**RECORDS TO USE:**
* start *

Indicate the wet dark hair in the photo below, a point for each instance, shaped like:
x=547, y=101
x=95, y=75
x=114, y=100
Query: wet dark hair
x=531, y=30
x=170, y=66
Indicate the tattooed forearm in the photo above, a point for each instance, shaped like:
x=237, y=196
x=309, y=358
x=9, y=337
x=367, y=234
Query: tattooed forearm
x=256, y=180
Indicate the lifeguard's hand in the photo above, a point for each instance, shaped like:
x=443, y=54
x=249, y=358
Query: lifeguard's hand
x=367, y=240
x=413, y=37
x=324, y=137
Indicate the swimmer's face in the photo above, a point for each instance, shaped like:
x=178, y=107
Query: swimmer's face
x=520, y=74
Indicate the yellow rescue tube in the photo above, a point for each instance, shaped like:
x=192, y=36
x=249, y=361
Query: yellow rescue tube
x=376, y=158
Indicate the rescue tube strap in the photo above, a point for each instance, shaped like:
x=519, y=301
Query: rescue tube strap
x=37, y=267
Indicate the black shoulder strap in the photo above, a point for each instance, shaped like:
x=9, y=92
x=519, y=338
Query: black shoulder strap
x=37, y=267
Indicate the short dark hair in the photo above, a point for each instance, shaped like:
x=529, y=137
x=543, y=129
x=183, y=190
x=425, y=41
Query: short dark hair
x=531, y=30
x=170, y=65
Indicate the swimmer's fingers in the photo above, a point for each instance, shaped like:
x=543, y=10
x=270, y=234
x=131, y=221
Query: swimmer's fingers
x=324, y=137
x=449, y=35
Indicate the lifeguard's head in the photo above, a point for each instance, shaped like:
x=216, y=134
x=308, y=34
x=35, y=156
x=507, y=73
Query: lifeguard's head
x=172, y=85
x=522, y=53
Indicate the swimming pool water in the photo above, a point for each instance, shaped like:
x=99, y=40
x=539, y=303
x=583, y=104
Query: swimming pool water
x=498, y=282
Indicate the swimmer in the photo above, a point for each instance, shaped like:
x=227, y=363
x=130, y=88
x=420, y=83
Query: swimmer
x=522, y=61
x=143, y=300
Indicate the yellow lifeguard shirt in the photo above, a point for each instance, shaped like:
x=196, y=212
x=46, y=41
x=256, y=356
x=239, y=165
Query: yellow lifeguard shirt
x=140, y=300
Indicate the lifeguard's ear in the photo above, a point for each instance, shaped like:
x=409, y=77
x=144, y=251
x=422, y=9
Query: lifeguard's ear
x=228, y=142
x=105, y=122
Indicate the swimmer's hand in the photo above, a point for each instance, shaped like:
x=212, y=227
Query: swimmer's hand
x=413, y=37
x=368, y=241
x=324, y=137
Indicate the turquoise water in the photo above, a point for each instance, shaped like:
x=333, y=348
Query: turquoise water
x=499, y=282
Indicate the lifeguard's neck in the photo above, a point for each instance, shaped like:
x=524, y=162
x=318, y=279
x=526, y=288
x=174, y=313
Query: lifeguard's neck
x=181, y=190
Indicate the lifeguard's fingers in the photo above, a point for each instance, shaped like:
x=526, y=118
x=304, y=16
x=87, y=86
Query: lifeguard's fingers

* end *

**STATED GOAL:** Each of the records should be retyped exactly.

**REPLY:**
Indicate the wet dark hair in the photo below, a point for each instance, shaped like:
x=547, y=101
x=95, y=75
x=114, y=100
Query: wet dark hair
x=531, y=30
x=170, y=66
Indicate the tattooed forearm in the photo above, a point for each instance, shaped like:
x=237, y=196
x=309, y=358
x=9, y=337
x=367, y=234
Query: tattooed forearm
x=256, y=180
Indicate the lifeguard's hand in the photo above, a point for each instance, shaped like:
x=443, y=54
x=249, y=358
Query: lifeguard's hand
x=367, y=240
x=413, y=37
x=324, y=137
Indicate the swimmer's face in the photo above, a point for each instance, shaped like:
x=178, y=107
Query: swimmer's face
x=520, y=74
Indicate the yellow rescue tube in the photo above, a point for each instance, shaped like:
x=192, y=36
x=249, y=361
Query: yellow rescue tube
x=376, y=158
Indicate the rescue tube strap in the photo above, a point for each instance, shaped like:
x=519, y=301
Query: rescue tube strap
x=37, y=267
Indicate the black shoulder strap in the photo above, a point for each instance, shaped like:
x=9, y=92
x=519, y=338
Query: black shoulder strap
x=37, y=267
Indicate the short dark hair in the photo above, a point for each instance, shaped like:
x=529, y=137
x=543, y=129
x=183, y=190
x=425, y=41
Query: short dark hair
x=531, y=30
x=170, y=65
Indicate the swimmer's fingers in the photo above, a point for each instance, shaped like:
x=543, y=10
x=270, y=234
x=131, y=221
Query: swimmer's fingers
x=324, y=137
x=449, y=35
Indicate the lifeguard's head in the photo above, a point for each instance, shaped like:
x=216, y=134
x=308, y=34
x=35, y=156
x=507, y=73
Query: lifeguard's head
x=172, y=85
x=522, y=53
Indicate the swimming pool water in the photo above, a point for each instance, shaped like:
x=99, y=40
x=539, y=303
x=583, y=104
Query: swimming pool water
x=498, y=282
Indicate the swimmer in the photo above, a point for each instance, shaped like:
x=227, y=363
x=130, y=88
x=420, y=83
Query: swimmer
x=522, y=61
x=143, y=300
Indicate the yellow lifeguard shirt in the photo above, a point for each instance, shaped like:
x=196, y=212
x=46, y=41
x=256, y=356
x=239, y=165
Query: yellow lifeguard shirt
x=140, y=300
Indicate the lifeguard's ear in the photo above, a point for each instance, shaped like:
x=409, y=77
x=144, y=251
x=422, y=9
Query: lifeguard's ear
x=228, y=142
x=105, y=122
Indicate the swimmer's hand in the photo above, a point for each instance, shaped like:
x=212, y=227
Query: swimmer's hand
x=413, y=37
x=368, y=241
x=324, y=137
Indicate the turquoise water in the photo above, a point for each instance, shaped like:
x=333, y=348
Query: turquoise water
x=499, y=282
Indicate the lifeguard's neck in the photo above, a point for each instance, shaped like:
x=524, y=162
x=318, y=279
x=526, y=288
x=174, y=313
Query: lifeguard's neck
x=181, y=190
Indicate the lifeguard's fingers in the photo above, a point for each instance, shaped like:
x=526, y=118
x=304, y=16
x=87, y=86
Query: lifeguard's fingers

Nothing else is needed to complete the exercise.